| WORK REQUIRED |
Set down, word for word, the stretch of lines from the one containing "firefighter wearing white" to the end of the records below.

-------- SUPPLIED ENTRIES

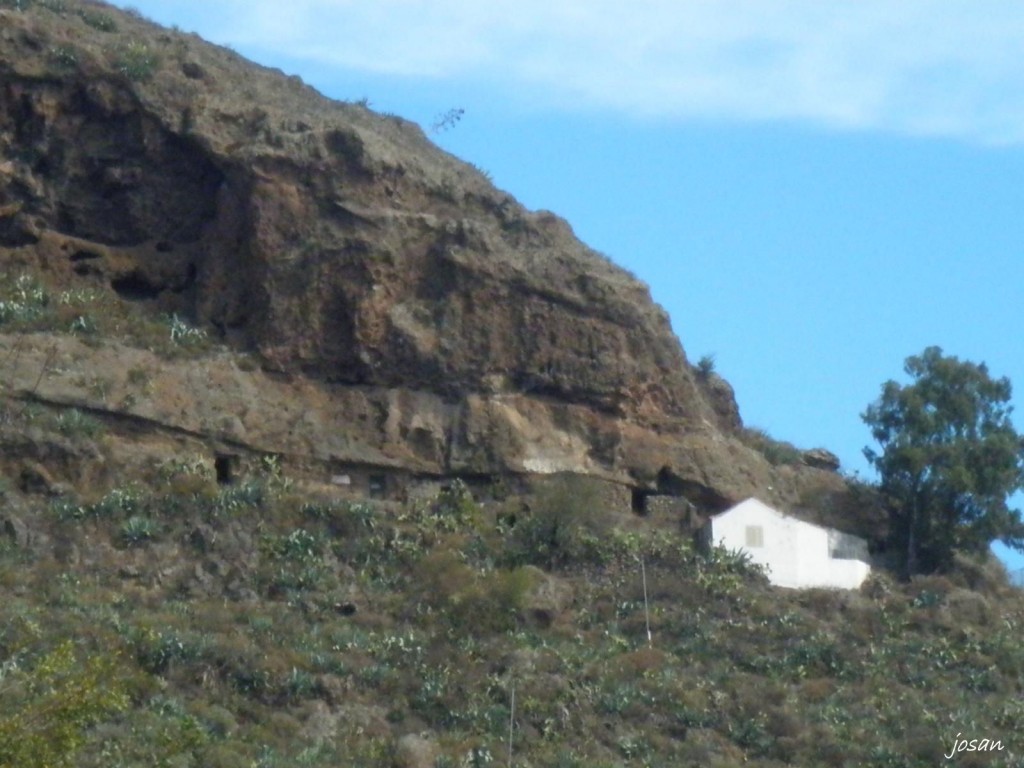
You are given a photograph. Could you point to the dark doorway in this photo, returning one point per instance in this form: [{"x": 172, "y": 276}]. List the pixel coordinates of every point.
[{"x": 224, "y": 466}]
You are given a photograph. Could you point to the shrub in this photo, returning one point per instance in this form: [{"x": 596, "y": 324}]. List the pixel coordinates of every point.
[
  {"x": 23, "y": 301},
  {"x": 706, "y": 366},
  {"x": 98, "y": 20},
  {"x": 75, "y": 423},
  {"x": 46, "y": 707},
  {"x": 567, "y": 525},
  {"x": 776, "y": 452},
  {"x": 135, "y": 61},
  {"x": 137, "y": 530}
]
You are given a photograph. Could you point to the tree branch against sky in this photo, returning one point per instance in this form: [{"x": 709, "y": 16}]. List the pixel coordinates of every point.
[{"x": 908, "y": 68}]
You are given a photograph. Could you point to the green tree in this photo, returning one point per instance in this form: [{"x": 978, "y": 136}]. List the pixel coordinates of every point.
[
  {"x": 45, "y": 710},
  {"x": 949, "y": 459}
]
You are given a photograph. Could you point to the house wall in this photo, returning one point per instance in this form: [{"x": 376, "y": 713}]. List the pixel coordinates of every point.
[{"x": 796, "y": 553}]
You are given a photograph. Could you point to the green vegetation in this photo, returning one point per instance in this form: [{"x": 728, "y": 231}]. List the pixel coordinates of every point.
[
  {"x": 136, "y": 60},
  {"x": 48, "y": 702},
  {"x": 776, "y": 452},
  {"x": 27, "y": 304},
  {"x": 706, "y": 366},
  {"x": 241, "y": 615},
  {"x": 949, "y": 459}
]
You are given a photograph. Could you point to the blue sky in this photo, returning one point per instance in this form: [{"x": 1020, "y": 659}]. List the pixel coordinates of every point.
[{"x": 813, "y": 190}]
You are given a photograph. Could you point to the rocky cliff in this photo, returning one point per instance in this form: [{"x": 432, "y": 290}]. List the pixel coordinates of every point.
[{"x": 378, "y": 301}]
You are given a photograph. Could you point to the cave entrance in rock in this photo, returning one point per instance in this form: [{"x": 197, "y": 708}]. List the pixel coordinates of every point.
[{"x": 225, "y": 467}]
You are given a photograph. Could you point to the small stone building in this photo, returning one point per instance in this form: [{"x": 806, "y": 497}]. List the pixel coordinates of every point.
[{"x": 797, "y": 554}]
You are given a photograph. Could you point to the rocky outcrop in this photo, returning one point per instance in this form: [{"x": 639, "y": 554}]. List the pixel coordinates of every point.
[{"x": 403, "y": 311}]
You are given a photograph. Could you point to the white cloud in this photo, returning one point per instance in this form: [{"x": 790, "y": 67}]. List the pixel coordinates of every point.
[{"x": 920, "y": 67}]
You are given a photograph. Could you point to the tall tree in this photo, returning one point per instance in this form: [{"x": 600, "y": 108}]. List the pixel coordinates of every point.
[{"x": 949, "y": 459}]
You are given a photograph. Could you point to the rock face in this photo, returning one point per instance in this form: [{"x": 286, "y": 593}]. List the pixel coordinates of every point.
[{"x": 404, "y": 312}]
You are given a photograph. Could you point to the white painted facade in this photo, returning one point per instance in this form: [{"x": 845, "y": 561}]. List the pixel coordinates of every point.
[{"x": 797, "y": 554}]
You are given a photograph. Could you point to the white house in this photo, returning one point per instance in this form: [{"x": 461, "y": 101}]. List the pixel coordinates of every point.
[{"x": 797, "y": 554}]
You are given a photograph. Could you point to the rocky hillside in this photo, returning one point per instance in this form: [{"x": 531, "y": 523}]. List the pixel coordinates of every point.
[
  {"x": 316, "y": 450},
  {"x": 396, "y": 312}
]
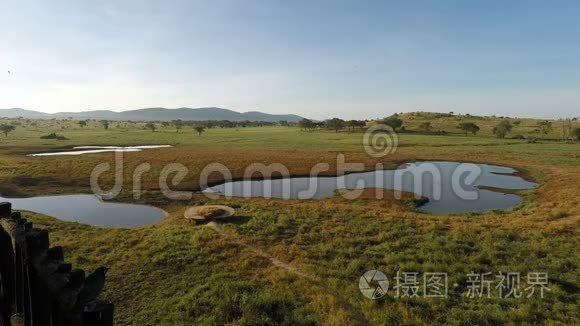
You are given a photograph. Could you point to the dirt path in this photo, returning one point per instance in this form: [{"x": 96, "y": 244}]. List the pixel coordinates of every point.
[{"x": 355, "y": 314}]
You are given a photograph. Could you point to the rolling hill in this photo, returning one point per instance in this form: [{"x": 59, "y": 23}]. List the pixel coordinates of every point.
[{"x": 155, "y": 114}]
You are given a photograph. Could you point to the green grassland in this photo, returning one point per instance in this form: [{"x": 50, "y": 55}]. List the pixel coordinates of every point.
[{"x": 174, "y": 273}]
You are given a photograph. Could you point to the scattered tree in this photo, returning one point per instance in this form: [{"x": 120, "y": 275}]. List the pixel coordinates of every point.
[
  {"x": 200, "y": 129},
  {"x": 6, "y": 129},
  {"x": 469, "y": 127},
  {"x": 335, "y": 123},
  {"x": 426, "y": 126},
  {"x": 502, "y": 129},
  {"x": 393, "y": 121},
  {"x": 178, "y": 124},
  {"x": 545, "y": 126},
  {"x": 306, "y": 124},
  {"x": 151, "y": 126}
]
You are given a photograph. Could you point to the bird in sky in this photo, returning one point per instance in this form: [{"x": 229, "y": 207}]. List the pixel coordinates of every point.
[{"x": 93, "y": 286}]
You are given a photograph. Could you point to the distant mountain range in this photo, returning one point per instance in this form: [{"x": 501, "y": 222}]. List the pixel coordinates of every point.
[{"x": 155, "y": 114}]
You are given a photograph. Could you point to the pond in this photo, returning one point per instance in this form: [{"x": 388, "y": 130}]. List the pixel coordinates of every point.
[
  {"x": 89, "y": 209},
  {"x": 80, "y": 150},
  {"x": 451, "y": 187}
]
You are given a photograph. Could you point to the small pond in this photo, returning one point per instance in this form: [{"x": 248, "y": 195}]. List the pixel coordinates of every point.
[
  {"x": 89, "y": 209},
  {"x": 451, "y": 187},
  {"x": 80, "y": 150}
]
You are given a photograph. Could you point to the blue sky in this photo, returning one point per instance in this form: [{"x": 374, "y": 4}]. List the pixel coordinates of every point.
[{"x": 351, "y": 59}]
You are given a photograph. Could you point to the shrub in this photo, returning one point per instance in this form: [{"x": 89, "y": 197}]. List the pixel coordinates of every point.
[{"x": 54, "y": 136}]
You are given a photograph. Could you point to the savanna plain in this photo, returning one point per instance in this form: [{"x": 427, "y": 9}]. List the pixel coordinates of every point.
[{"x": 298, "y": 262}]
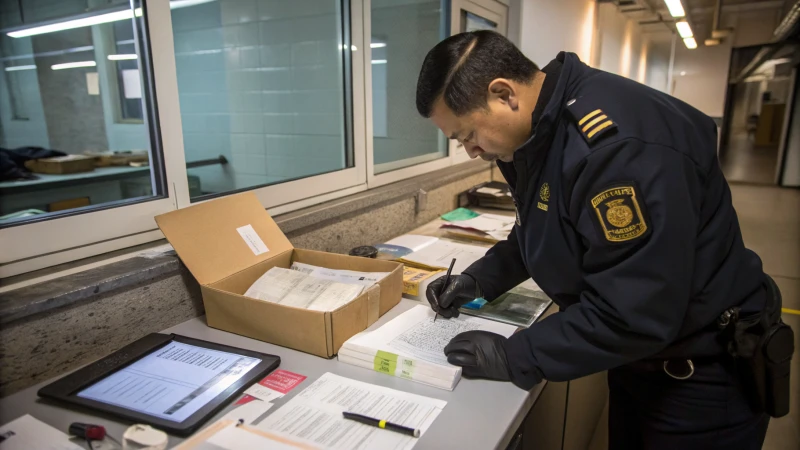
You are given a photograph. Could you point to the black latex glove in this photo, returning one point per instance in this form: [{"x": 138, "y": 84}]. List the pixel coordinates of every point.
[
  {"x": 461, "y": 290},
  {"x": 481, "y": 354}
]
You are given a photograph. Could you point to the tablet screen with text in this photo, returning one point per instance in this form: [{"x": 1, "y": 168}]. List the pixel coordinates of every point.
[{"x": 173, "y": 382}]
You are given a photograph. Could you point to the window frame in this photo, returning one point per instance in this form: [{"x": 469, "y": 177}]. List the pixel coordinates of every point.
[{"x": 80, "y": 235}]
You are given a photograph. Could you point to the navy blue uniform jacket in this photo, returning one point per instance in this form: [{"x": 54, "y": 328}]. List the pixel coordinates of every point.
[{"x": 625, "y": 220}]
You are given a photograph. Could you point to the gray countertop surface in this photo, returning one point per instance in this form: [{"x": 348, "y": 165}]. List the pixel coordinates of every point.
[{"x": 479, "y": 414}]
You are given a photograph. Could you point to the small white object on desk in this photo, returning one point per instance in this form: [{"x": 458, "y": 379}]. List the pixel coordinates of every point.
[{"x": 28, "y": 432}]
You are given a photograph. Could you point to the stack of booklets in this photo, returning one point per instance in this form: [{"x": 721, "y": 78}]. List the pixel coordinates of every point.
[
  {"x": 311, "y": 287},
  {"x": 412, "y": 345}
]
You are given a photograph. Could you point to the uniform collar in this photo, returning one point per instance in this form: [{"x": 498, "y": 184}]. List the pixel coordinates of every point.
[{"x": 563, "y": 74}]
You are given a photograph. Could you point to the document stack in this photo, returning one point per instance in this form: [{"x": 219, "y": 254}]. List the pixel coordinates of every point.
[
  {"x": 311, "y": 287},
  {"x": 412, "y": 345}
]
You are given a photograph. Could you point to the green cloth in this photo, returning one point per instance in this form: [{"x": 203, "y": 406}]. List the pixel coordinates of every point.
[{"x": 459, "y": 214}]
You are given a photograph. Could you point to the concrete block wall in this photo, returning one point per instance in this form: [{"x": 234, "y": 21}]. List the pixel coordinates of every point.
[{"x": 261, "y": 83}]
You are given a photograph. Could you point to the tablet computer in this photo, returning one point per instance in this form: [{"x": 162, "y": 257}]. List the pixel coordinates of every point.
[{"x": 171, "y": 382}]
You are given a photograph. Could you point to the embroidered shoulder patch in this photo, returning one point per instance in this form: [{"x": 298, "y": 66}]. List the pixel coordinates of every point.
[{"x": 619, "y": 214}]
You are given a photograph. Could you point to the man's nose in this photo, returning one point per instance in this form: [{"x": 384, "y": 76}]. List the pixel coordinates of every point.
[{"x": 472, "y": 150}]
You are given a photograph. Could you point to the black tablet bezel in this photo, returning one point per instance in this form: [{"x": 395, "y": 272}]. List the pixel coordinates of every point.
[{"x": 65, "y": 388}]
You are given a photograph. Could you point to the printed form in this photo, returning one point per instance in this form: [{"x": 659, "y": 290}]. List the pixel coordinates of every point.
[{"x": 315, "y": 415}]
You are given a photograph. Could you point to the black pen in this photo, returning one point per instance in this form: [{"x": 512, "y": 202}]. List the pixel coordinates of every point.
[
  {"x": 381, "y": 424},
  {"x": 446, "y": 280}
]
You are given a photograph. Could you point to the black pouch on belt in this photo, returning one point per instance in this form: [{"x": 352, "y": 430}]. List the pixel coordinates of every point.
[{"x": 762, "y": 346}]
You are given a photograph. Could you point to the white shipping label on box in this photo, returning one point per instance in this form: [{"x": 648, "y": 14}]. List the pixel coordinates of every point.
[{"x": 252, "y": 239}]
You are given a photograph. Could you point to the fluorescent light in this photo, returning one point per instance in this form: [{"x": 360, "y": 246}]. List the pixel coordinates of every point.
[
  {"x": 77, "y": 23},
  {"x": 122, "y": 57},
  {"x": 684, "y": 29},
  {"x": 675, "y": 8},
  {"x": 177, "y": 4},
  {"x": 126, "y": 14},
  {"x": 16, "y": 68},
  {"x": 73, "y": 65}
]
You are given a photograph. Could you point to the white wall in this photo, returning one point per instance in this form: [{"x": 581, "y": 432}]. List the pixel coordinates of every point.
[
  {"x": 550, "y": 26},
  {"x": 791, "y": 168},
  {"x": 706, "y": 80}
]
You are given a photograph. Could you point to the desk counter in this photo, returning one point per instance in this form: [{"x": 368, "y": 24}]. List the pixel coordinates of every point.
[{"x": 479, "y": 414}]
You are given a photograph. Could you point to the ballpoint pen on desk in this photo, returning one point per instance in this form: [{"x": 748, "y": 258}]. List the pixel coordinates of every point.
[
  {"x": 366, "y": 420},
  {"x": 444, "y": 286}
]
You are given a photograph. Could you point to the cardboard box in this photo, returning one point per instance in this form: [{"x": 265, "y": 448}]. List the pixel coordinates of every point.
[
  {"x": 60, "y": 165},
  {"x": 228, "y": 243}
]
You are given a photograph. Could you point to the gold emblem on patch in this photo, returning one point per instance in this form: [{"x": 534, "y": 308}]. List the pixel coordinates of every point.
[
  {"x": 544, "y": 192},
  {"x": 619, "y": 214}
]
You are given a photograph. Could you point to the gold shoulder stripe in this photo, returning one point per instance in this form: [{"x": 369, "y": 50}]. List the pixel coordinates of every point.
[
  {"x": 594, "y": 122},
  {"x": 589, "y": 116},
  {"x": 600, "y": 127}
]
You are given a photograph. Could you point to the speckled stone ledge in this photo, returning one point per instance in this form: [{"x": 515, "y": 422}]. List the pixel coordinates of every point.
[
  {"x": 60, "y": 292},
  {"x": 40, "y": 298}
]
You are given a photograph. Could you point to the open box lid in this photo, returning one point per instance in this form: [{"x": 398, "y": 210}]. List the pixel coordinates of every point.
[{"x": 219, "y": 238}]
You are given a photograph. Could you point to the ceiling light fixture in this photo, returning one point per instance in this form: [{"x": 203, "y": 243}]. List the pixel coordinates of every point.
[
  {"x": 122, "y": 57},
  {"x": 675, "y": 8},
  {"x": 684, "y": 29},
  {"x": 73, "y": 65}
]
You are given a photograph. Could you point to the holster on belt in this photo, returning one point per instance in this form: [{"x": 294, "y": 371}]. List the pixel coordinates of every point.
[{"x": 762, "y": 347}]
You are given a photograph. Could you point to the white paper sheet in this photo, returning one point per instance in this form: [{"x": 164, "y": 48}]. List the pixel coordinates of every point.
[
  {"x": 320, "y": 295},
  {"x": 485, "y": 223},
  {"x": 300, "y": 290},
  {"x": 172, "y": 382},
  {"x": 316, "y": 414},
  {"x": 275, "y": 284},
  {"x": 439, "y": 255},
  {"x": 414, "y": 334},
  {"x": 340, "y": 276},
  {"x": 415, "y": 242},
  {"x": 487, "y": 190},
  {"x": 28, "y": 432}
]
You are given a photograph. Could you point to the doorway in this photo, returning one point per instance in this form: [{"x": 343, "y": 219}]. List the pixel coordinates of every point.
[{"x": 756, "y": 116}]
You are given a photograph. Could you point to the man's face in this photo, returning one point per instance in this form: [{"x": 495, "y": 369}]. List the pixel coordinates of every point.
[{"x": 491, "y": 133}]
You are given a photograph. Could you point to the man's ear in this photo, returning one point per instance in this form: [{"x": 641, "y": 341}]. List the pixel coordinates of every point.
[{"x": 504, "y": 91}]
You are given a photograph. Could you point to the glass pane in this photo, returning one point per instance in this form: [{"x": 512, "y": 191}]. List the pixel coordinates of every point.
[
  {"x": 63, "y": 146},
  {"x": 262, "y": 91},
  {"x": 474, "y": 22},
  {"x": 402, "y": 34}
]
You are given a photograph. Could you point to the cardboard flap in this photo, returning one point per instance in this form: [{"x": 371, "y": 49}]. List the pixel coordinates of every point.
[
  {"x": 221, "y": 237},
  {"x": 373, "y": 304}
]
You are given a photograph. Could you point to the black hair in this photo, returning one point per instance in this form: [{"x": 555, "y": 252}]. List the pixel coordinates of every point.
[{"x": 461, "y": 67}]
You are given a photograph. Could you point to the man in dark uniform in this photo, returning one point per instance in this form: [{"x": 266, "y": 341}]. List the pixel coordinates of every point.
[{"x": 624, "y": 219}]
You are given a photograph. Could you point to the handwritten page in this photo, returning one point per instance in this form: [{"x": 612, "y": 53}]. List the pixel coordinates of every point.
[
  {"x": 315, "y": 415},
  {"x": 412, "y": 346}
]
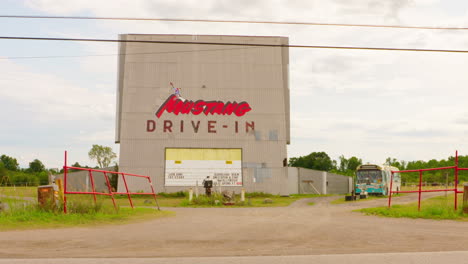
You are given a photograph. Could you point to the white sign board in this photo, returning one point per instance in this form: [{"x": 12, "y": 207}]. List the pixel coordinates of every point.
[{"x": 186, "y": 167}]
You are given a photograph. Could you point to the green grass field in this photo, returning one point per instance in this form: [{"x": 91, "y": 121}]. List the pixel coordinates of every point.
[
  {"x": 439, "y": 208},
  {"x": 165, "y": 200},
  {"x": 26, "y": 215}
]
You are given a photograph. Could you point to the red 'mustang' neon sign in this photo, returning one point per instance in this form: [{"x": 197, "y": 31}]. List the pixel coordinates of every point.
[{"x": 177, "y": 106}]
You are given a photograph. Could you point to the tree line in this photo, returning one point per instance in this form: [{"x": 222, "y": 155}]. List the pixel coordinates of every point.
[{"x": 347, "y": 166}]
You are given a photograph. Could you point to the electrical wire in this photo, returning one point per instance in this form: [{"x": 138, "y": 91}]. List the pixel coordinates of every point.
[
  {"x": 233, "y": 44},
  {"x": 233, "y": 21}
]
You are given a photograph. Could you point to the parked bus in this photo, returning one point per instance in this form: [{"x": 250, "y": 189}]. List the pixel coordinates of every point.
[{"x": 375, "y": 179}]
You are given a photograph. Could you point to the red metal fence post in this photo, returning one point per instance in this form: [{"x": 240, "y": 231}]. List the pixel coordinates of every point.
[
  {"x": 154, "y": 194},
  {"x": 420, "y": 189},
  {"x": 390, "y": 193},
  {"x": 126, "y": 188},
  {"x": 92, "y": 186},
  {"x": 456, "y": 180},
  {"x": 110, "y": 190},
  {"x": 65, "y": 184}
]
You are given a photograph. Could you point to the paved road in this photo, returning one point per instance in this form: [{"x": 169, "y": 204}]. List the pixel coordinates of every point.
[
  {"x": 323, "y": 229},
  {"x": 382, "y": 258}
]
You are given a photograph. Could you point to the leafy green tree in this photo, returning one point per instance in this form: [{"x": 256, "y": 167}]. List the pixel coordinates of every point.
[
  {"x": 36, "y": 166},
  {"x": 103, "y": 155},
  {"x": 10, "y": 163},
  {"x": 315, "y": 160}
]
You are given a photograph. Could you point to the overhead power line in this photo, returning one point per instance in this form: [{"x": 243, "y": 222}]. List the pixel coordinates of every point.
[
  {"x": 234, "y": 21},
  {"x": 232, "y": 44}
]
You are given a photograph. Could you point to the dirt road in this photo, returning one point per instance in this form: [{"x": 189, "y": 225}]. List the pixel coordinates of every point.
[{"x": 295, "y": 230}]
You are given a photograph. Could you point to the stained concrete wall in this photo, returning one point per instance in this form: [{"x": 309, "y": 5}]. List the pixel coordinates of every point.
[
  {"x": 309, "y": 181},
  {"x": 254, "y": 74}
]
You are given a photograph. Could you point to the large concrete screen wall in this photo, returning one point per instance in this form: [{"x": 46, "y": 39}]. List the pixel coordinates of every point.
[{"x": 176, "y": 92}]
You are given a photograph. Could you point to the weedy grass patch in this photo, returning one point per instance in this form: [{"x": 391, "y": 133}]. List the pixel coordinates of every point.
[
  {"x": 438, "y": 208},
  {"x": 20, "y": 215}
]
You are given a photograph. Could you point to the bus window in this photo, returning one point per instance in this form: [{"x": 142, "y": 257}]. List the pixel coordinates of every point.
[{"x": 369, "y": 176}]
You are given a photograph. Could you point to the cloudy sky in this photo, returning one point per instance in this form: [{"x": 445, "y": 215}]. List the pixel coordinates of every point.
[{"x": 370, "y": 104}]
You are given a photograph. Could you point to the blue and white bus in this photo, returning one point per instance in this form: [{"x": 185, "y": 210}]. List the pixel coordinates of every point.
[{"x": 375, "y": 179}]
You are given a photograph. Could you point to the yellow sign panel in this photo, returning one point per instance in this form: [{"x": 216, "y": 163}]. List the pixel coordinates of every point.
[
  {"x": 203, "y": 154},
  {"x": 190, "y": 167}
]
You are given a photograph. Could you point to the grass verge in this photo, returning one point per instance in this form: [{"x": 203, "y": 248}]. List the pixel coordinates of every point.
[
  {"x": 439, "y": 208},
  {"x": 21, "y": 215},
  {"x": 370, "y": 197}
]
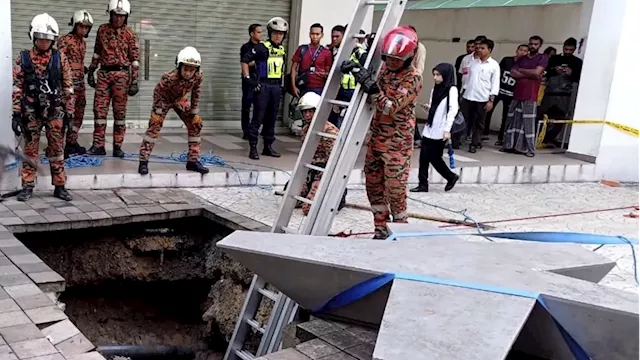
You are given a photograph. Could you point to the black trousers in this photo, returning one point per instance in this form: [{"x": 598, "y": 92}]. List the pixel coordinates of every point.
[
  {"x": 506, "y": 102},
  {"x": 431, "y": 153},
  {"x": 474, "y": 114},
  {"x": 247, "y": 101}
]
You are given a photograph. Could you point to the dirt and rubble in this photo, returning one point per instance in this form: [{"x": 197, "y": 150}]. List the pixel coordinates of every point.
[{"x": 155, "y": 283}]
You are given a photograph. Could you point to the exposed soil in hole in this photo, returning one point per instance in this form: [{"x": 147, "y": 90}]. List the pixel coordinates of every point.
[{"x": 141, "y": 284}]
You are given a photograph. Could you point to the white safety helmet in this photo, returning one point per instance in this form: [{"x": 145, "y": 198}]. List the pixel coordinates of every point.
[
  {"x": 278, "y": 24},
  {"x": 120, "y": 7},
  {"x": 82, "y": 17},
  {"x": 44, "y": 26},
  {"x": 308, "y": 101},
  {"x": 189, "y": 56}
]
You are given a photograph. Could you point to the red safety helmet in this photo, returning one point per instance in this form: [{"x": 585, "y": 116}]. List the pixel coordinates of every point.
[{"x": 400, "y": 43}]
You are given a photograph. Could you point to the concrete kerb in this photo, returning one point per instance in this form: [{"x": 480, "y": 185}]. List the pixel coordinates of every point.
[{"x": 536, "y": 174}]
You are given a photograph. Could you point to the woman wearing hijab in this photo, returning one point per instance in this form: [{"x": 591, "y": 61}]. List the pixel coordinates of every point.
[{"x": 442, "y": 108}]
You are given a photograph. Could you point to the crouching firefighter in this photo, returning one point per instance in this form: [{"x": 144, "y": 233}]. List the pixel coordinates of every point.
[
  {"x": 270, "y": 59},
  {"x": 307, "y": 106},
  {"x": 388, "y": 159},
  {"x": 171, "y": 93},
  {"x": 42, "y": 97},
  {"x": 117, "y": 52},
  {"x": 74, "y": 47}
]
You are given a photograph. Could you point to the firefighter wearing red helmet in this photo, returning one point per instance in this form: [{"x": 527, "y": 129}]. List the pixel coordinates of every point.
[{"x": 394, "y": 94}]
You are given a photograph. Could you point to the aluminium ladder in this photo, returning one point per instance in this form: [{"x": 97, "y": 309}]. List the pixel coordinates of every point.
[{"x": 335, "y": 177}]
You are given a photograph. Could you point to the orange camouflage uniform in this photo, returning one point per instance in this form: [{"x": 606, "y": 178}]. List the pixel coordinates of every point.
[
  {"x": 118, "y": 54},
  {"x": 320, "y": 158},
  {"x": 171, "y": 93},
  {"x": 50, "y": 116},
  {"x": 388, "y": 159},
  {"x": 74, "y": 48}
]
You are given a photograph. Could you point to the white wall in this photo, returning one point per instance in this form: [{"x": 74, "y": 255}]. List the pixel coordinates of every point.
[
  {"x": 6, "y": 79},
  {"x": 506, "y": 26},
  {"x": 329, "y": 13}
]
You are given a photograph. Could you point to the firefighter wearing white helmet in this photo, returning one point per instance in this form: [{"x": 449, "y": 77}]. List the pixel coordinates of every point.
[
  {"x": 172, "y": 92},
  {"x": 308, "y": 104},
  {"x": 267, "y": 82},
  {"x": 118, "y": 55},
  {"x": 42, "y": 97},
  {"x": 74, "y": 47}
]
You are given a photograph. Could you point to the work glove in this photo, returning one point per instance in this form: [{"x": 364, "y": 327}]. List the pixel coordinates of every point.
[
  {"x": 91, "y": 80},
  {"x": 133, "y": 89},
  {"x": 16, "y": 123}
]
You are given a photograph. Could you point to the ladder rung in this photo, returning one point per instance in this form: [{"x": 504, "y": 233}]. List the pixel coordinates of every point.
[
  {"x": 268, "y": 293},
  {"x": 338, "y": 102},
  {"x": 256, "y": 325},
  {"x": 304, "y": 200},
  {"x": 288, "y": 230},
  {"x": 313, "y": 167},
  {"x": 327, "y": 135},
  {"x": 244, "y": 354}
]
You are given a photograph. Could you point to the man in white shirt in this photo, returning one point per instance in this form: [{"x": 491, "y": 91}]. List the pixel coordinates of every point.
[{"x": 479, "y": 91}]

----------------

| SOLUTION TO THE PROBLEM |
You are given a photograph. Could you point to the firefighter wearing white helmet in this photo, returning one point per instance in this form: [{"x": 449, "y": 77}]. List the pixel coordinates of every point.
[
  {"x": 172, "y": 92},
  {"x": 308, "y": 104},
  {"x": 267, "y": 82},
  {"x": 118, "y": 55},
  {"x": 42, "y": 97},
  {"x": 74, "y": 47}
]
You are given a photograph. Could you point to the work glove in this photo, returning one point per instance in this form: [{"x": 364, "y": 327}]. List the pixel coordinates of every point.
[
  {"x": 91, "y": 80},
  {"x": 133, "y": 89},
  {"x": 16, "y": 123}
]
You are given a photograph. Could you point to the ladder rung in this photo, returning one point per instance in this form: [{"x": 504, "y": 233}]. List the pixel coordinates of every point.
[
  {"x": 268, "y": 293},
  {"x": 338, "y": 102},
  {"x": 256, "y": 325},
  {"x": 304, "y": 200},
  {"x": 288, "y": 230},
  {"x": 313, "y": 167},
  {"x": 327, "y": 135},
  {"x": 244, "y": 354}
]
You are given a photograph. Could you point to the man in white shirt in this photo, returning one point per instance in this form: [{"x": 491, "y": 91}]. List the pixel coordinates of every point.
[{"x": 479, "y": 91}]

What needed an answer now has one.